| Job |
Reproduce the listing below with every "drop a dot" switched to "place a point" and nothing else altered. Omit the pictures from your answer.

| Items |
==================================================

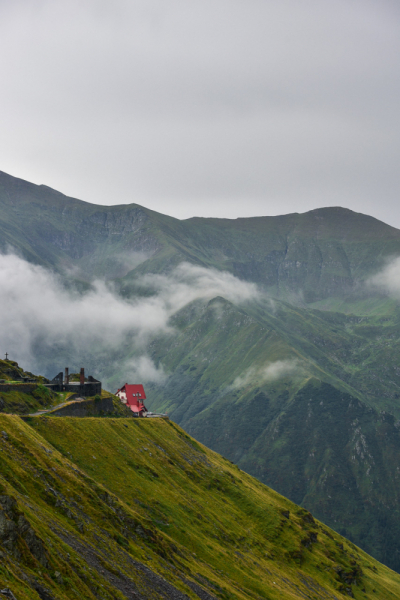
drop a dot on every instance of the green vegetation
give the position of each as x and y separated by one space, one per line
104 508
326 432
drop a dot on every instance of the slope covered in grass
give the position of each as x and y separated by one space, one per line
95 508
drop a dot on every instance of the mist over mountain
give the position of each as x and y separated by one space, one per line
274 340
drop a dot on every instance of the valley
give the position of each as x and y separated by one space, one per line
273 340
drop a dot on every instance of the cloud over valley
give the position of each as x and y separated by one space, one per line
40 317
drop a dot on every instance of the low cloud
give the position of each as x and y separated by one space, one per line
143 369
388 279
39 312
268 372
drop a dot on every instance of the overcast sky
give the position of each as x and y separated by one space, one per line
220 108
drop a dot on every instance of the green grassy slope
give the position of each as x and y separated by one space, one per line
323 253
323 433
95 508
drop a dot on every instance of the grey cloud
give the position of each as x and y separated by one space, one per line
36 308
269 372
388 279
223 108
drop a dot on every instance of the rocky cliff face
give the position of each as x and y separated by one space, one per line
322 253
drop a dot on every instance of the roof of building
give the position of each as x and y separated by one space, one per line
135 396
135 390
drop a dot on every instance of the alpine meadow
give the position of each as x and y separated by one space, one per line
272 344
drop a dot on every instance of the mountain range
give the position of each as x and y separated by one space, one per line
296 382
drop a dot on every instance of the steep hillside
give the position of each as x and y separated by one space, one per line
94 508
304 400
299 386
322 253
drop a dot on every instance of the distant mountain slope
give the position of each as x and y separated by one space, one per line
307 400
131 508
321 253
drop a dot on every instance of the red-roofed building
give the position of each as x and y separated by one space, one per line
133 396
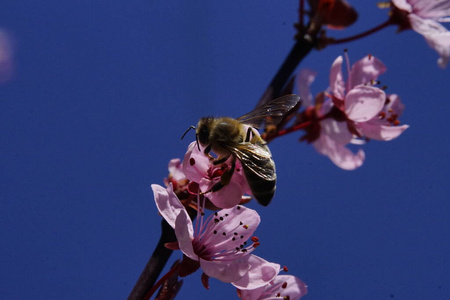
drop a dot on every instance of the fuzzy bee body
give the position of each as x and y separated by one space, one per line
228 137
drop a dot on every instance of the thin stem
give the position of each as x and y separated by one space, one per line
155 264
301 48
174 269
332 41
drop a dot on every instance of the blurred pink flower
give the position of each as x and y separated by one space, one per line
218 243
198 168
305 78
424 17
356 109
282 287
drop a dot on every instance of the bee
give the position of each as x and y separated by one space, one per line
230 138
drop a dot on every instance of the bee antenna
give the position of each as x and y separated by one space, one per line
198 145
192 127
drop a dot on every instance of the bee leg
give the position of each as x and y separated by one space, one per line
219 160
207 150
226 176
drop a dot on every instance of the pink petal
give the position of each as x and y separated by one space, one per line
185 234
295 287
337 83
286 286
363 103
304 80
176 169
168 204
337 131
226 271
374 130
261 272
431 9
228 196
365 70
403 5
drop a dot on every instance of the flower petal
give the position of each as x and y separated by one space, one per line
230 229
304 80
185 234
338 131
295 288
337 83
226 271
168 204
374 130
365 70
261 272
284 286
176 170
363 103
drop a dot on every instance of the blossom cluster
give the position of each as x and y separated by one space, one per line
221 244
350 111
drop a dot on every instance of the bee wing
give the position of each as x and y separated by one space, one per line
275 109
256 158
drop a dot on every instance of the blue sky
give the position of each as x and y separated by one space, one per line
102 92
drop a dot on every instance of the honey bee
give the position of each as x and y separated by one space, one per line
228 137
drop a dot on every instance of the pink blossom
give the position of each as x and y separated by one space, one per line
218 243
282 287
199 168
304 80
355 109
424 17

==================================================

| Output of the task |
place a point on every instance of the green vegetation
give the position of each as x and y separated by one space, one per line
104 508
326 432
place a point on every instance of the slope covered in grass
give the position of each as x and y separated by one space, one per line
95 508
place a point on every instance of the mist over mountain
give the position of each as x and y separated by one space, one per line
274 340
place a point on every instance of the valley
give the position of each as x and y separated by one space, one per line
273 340
place a point on every instance of the cloud over valley
give the position of each as x and y separated by one space, one per line
40 317
place a point on every instance of the low cloud
give the position of each as x and y separated by one space, one per line
143 369
388 279
39 312
268 372
place a point on every instance of the overcast sky
give the position of each as x and y separated by one space, one per line
220 108
place a point on every instance of the green grassy slope
give the position of each as x and y separated by one space, one per line
323 253
323 433
95 508
place a point on every instance of the grey cloud
give the position of each as x and y separated by one space, one per line
36 308
269 372
388 279
223 108
place a point on every instance of the rocky cliff face
give the position of each as x and y separated by one space, one per line
322 253
place a point on every instance of the roof of building
give the position of each as x and y separated by one space, one per line
135 396
135 390
place a point on every instance of the alpine meadow
give the position of each as x and y separated by one space, one per line
272 344
place a point on every instance of the mountain range
give the position of each as x and y separated by one space, one per line
296 382
place a point on every instance of the steep hillside
give the position of each as x and y separated by one space, one per line
94 508
304 400
299 386
322 253
place a point on every instance of the distant mountain slope
give the position of each as x and y separated by one space, one per line
307 400
131 508
321 253
place a point on every instance of the red-roofed building
give the position of each as x and y separated by one space, one per line
133 396
place a point on every instance of the fuzzy bee body
give the position of each as x and y separated by one space, one per line
228 137
place a point on every instance of the thin stem
give the position of each as x and y separated by one space, one per line
155 264
301 48
174 269
332 41
place a point on every instance of the blurred pink flower
give the position of each as x and y separated by one space, one per line
218 243
198 168
305 78
424 17
356 109
282 287
place a point on every instance of the bee
give the position of each as x and y separated by one space, one per line
230 138
place a point on every instance of the bee antenna
give the position of each as x and y separated by one space, one per line
198 145
192 127
place a point on every instance of the bee leg
give the position of each as x and y separated by one space, one per line
219 160
207 150
226 176
place a point on every instance of the pink petal
give the position of each as x and y separated by one space, one per line
185 234
295 287
337 83
286 286
363 103
304 80
176 169
168 204
337 131
226 271
374 130
261 272
431 9
228 196
365 70
403 5
place a point on every instance of the flower petal
give the position of each as x and y separated by one space, one per line
230 229
304 80
185 234
338 131
295 288
337 83
226 271
168 204
374 130
365 70
261 272
284 286
176 170
363 103
place a point on every instance of the blossom cluster
give the position of each as x and y separated by one space, one per line
221 244
350 111
place a point on every instance of the bee wing
give the position of each as x and y separated by one space, one per line
275 109
256 158
place a point on every instance of the blue sky
give the position of each as x and y separated by one space, one per line
102 92
place a point on every instance of the honey bee
give the position of each as x and y separated by one space, one per line
228 137
place a point on every instance of the pink blossom
give the position of each as x and y separated by one space, one per line
218 243
282 287
199 168
304 80
355 109
424 17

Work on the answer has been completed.